■ TASK DESCRIPTION ■
Each record must be retyped in full. No character may differ.

■ RECORD LIST ■
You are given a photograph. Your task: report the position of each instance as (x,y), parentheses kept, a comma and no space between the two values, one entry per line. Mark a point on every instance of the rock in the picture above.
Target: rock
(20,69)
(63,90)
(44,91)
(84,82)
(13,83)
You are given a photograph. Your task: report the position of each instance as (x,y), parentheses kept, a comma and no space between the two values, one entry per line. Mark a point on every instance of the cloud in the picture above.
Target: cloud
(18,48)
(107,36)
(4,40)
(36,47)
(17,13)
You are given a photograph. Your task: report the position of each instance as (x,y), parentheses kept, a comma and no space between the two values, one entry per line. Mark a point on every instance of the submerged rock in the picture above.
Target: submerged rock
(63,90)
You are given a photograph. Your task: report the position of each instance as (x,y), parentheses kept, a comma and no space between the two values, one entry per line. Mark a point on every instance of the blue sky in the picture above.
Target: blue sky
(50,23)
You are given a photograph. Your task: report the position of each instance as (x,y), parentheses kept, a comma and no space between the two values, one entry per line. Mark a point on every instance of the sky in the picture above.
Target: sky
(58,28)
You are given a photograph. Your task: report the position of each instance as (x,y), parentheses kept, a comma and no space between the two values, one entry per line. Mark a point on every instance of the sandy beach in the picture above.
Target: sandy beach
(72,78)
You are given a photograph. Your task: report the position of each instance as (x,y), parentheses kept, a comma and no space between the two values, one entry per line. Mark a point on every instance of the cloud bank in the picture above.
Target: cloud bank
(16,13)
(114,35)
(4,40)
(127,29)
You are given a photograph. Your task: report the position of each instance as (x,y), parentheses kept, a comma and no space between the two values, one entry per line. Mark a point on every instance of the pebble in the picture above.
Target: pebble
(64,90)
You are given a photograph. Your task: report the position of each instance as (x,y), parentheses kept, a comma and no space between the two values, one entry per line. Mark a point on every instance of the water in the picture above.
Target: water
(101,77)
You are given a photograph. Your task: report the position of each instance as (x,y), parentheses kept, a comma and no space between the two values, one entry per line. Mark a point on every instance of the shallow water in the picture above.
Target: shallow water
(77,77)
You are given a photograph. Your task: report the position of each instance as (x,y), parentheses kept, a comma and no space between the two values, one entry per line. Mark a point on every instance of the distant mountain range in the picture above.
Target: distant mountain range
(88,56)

■ ANSWER BELOW ■
You are given a photograph. Your task: report the position of each instance as (x,y), parentheses kept, a comma and no space between the two values, one entry per line. Mark a point on every instance of the rock in the picture above.
Target: rock
(20,69)
(63,90)
(44,91)
(84,82)
(13,83)
You are given a photograph. Your task: report the position of each instance as (x,y), parentheses kept, a comma and no space between the two values, one entry per line. Mark a point on every instance of the cloud in the picture above.
Target: cloud
(18,48)
(107,36)
(4,40)
(36,47)
(17,13)
You are given a photograph. Your task: report the position of each instance as (x,y), parentheses kept, a comma and no space between the two values, one entry per line. Mark a point on every instance of the submerged rock in the picture above.
Target: submerged rock
(63,90)
You are given a photograph. Your task: report the position of each instance as (x,y), parentheses kept, a comma and no space between the two values, one entry per line. Mark a point on every instance of the blue sky in the picture above.
Target: blue sky
(50,23)
You are given a photograph. Your task: report the position of each instance as (x,y), parentheses kept, a comma and no space between the two values, one entry per line. Mark a point on every instance of the sky in the picture above.
Target: sky
(58,28)
You are given a photograph. Your task: report the position of each instance as (x,y), parentheses kept, a comma and no space between the two values, one entry per line. Mark a point on every instance of the sandy beach in the picture above.
Target: sandy beach
(72,78)
You are given a photograph. Your task: report the position of each instance as (x,y), parentheses kept, a comma and no space between the two values, one entry per line. Mark a point on every instance of the cloud bank in the picture above.
Target: cloud bank
(16,13)
(114,35)
(4,40)
(127,29)
You are given a photograph. Your task: report the position of each instance as (x,y), parentheses kept, a comma and no space between the two values, one entry per line. Mark a point on every instance of the pebble in the picture above.
Target: pebble
(64,90)
You are given a photograph. Your task: report the position of each instance as (x,y), parentheses kept, a comma and no space between the two values, one entry per line. Mark a point on every instance of the water in the picture above.
Target: water
(101,77)
You are given a photograph. Your task: report the position of each instance as (x,y), parentheses kept, a comma and no space between the two values, one entry per line. Mark a point on every instance of the shallow water in the picture above.
Target: shallow water
(77,77)
You are given a photograph. Your task: report the position of each instance as (x,y), parentheses kept, a comma and no space between the two values, one entry per line. Mark a point on every instance of the distant mountain range in the picture above.
Target: distant mountain range
(88,56)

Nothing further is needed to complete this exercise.